### CHALLENGE
Set down the material below word for word, excluding the pictures.
-- START EXTRACTED DATA --
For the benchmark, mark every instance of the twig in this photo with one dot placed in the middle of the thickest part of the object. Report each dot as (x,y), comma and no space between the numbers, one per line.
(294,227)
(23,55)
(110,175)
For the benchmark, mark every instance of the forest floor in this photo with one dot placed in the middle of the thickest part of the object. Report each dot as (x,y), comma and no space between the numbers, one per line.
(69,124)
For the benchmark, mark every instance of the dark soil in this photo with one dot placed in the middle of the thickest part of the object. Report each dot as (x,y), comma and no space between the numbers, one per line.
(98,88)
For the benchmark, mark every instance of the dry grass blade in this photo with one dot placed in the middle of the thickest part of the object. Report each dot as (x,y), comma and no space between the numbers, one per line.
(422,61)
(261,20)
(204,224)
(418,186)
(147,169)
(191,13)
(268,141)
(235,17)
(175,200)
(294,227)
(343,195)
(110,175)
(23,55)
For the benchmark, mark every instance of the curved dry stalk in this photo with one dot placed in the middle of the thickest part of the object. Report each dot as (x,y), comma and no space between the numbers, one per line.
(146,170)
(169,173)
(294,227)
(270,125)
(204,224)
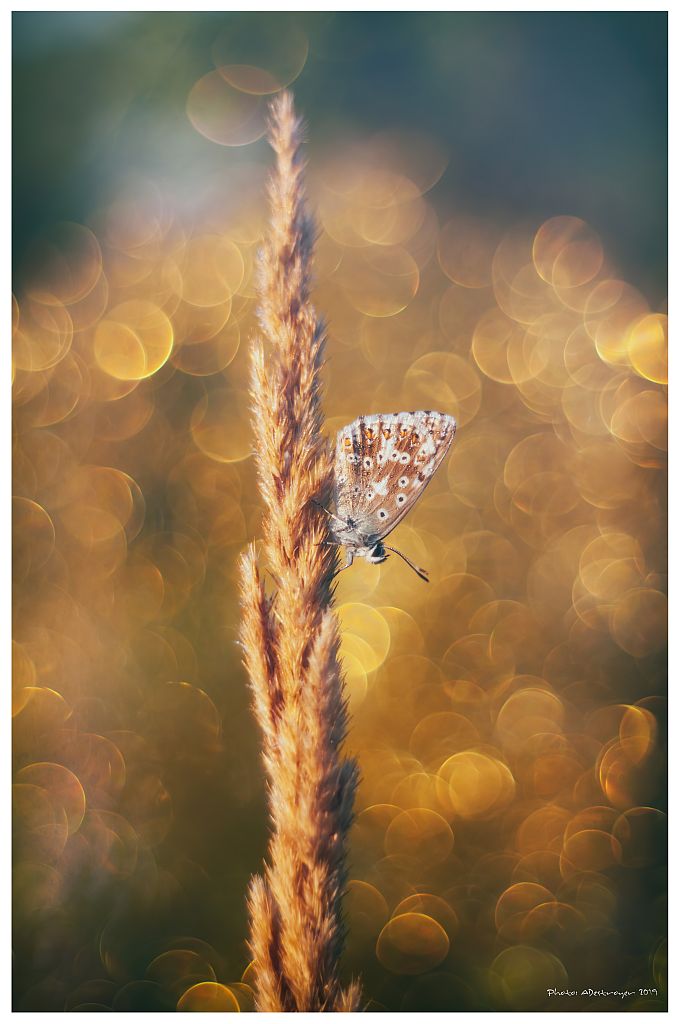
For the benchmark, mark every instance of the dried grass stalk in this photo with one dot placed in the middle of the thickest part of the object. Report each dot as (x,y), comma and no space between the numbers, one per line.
(291,639)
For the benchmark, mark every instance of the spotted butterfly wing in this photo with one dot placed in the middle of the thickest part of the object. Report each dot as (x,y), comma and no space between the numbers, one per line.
(382,465)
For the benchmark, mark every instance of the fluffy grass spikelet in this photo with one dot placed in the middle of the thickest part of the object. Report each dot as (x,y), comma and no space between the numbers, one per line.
(290,639)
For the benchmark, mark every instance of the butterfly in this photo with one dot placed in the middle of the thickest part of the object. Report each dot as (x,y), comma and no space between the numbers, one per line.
(382,465)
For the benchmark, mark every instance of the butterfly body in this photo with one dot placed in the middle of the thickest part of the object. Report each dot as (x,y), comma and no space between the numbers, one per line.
(382,465)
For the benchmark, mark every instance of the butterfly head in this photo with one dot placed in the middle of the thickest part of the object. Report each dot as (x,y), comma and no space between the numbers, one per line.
(374,554)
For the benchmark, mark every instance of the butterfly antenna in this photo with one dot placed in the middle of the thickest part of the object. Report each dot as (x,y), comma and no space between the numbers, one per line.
(421,572)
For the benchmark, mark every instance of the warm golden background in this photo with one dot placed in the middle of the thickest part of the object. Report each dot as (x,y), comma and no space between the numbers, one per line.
(489,194)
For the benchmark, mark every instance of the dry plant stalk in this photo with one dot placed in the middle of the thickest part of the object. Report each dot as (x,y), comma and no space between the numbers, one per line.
(291,639)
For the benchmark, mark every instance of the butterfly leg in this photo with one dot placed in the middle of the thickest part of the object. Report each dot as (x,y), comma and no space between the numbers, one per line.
(328,512)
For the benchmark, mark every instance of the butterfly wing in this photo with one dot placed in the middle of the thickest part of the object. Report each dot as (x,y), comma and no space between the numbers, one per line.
(382,465)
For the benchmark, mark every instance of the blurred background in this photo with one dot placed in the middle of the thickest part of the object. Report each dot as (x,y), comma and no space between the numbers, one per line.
(491,196)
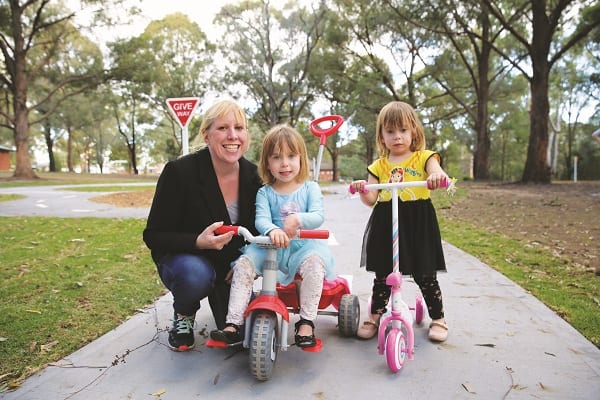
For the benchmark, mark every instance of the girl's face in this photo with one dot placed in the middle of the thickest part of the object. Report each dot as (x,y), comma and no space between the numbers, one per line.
(397,140)
(284,165)
(227,139)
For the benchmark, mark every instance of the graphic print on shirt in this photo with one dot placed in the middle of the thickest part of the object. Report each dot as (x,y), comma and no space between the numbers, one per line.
(397,175)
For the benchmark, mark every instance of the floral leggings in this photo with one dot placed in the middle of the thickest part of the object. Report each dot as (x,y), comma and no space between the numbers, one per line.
(312,271)
(430,288)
-- END EXTRACTED DATA --
### TASK ANSWER
For the benchmark, mark every instance of the twig in this photo with one dot placed in the middle of the thickest part of the object. Report each dot as (x,y), comma and no space between the numbers, one per line.
(294,227)
(23,55)
(110,175)
For the benchmark, mark every instance of the forest floor in this photo with one dot placed in the middle of the thickest part of the object. Report each dot as (x,y), comma and no space between the numbers, one per line.
(69,124)
For the benchmark, mark every instance of the dark soil in this photo with one dot placed in the middle of the thickest part of the object. Report each dot as (x,y), comma and no space between the numbers, one per line.
(98,88)
For the benchmark, mark every instance of the dry grass blade in this photo with one dot placed in the middle of the thickest part of the object. Report each dot as (x,y), comma and no space between the numbers, one per line.
(422,61)
(261,20)
(204,224)
(418,186)
(147,169)
(191,13)
(268,141)
(235,17)
(175,200)
(294,227)
(343,195)
(110,175)
(23,55)
For the benchmark, mark every instance of the curved dry stalk in this photo with one dot placed in the middle of the thickest part of the object. Report each dot as (x,y), comma and no space between the numbers, one per line.
(146,170)
(169,173)
(294,227)
(270,125)
(204,224)
For the benchmark, mark every instance of the dried grass stalk in this photo with one dot placed in the middle of the thickest part of the object. Report each dot as (x,y), comma and no space between the numbers, one per line.
(291,639)
For the benchmark, mark every instance of the spotted butterfly wing in this photo with one dot placed in the middle of the thickest part of the object. Report each dot as (x,y), comma and no space between the numbers, one per line.
(382,465)
For the benchmark, mark every instance of the fluffy grass spikelet in this photo with one dot placed in the middle of the thickest part of the object. Report each dot as (x,y), comma and no space between the numbers, one per line.
(290,639)
For the benchmark, mark every instance of the butterfly in this photo with one dot placed in the middle of the thickest part of the object. Report each dot as (x,y), comma and no space between the numbers, one per line.
(382,465)
For the benchmark, mark every instance of the butterfly body in this photo with one dot placed in the middle of the thickest part of the object. Report each dot as (x,y), comma and no space between the numbers, one per line.
(382,465)
For the benchmark, mark every instance of the butterfly head in this photo with one dot placed in the middle of the thickest part of the object. Report each dot as (x,y), comma and no space between the numbers, one per line.
(374,554)
For the benchmark, mark every instance of the butterfly antenna in this photo with one dot placed in the middle of the thickest part of the object. Report each dot as (x,y), comma and no space between the numbers, one per line.
(421,572)
For the benchmark, mark every instance of the warm golden background in this photo with one dot placed in the middle of the thickest part of the object. Report each dot as (x,y), comma and no space between the numbers, one per line.
(489,194)
For the benchmark, mark every instance of the dry plant stalk in this photo with one dot placed in the middle of the thickest part of the object. Report each dot as (x,y), comma and no space between the numbers, one per line.
(291,639)
For the benchmark, mark every instance of the butterfly leg in this photo with one dot placed in the middle of the thickest part of the object. Report each dot as (x,y), comma and no space between the numbers, one per line.
(328,512)
For the benchmark, mark every instance of the butterfly wing in this photo with one dot placed in the middle of the thickest part of the object. Report each dot as (x,y), comma and no space between the numbers, one per line.
(382,465)
For the benchmark, mark every instance of the blurred background in this photo with one dot placed in the middle of the thickest part of the object. Report each dot as (x,y), comma and no space between the numbers, one per line.
(491,196)
For the benchmark, mark every instance of the girl's face in this photo with one dot placed in the middle of the thickest part of the object. Report each dot as (x,y), comma and no space between the numbers, one per line.
(397,140)
(284,165)
(227,139)
For the benchmark, mark every instance of the graphic print on shirt in this photo with one dot placed in the middle of the thickest part of the object. Report each dot as (x,y), comma and no space between the numbers, one per line.
(397,175)
For the benchmark, mark every instance of the floral leggings in this photo with one dot placed in the middle of the thickest part of the object. Report each dot as (x,y), comma and no space between the numbers, one per line.
(312,271)
(430,288)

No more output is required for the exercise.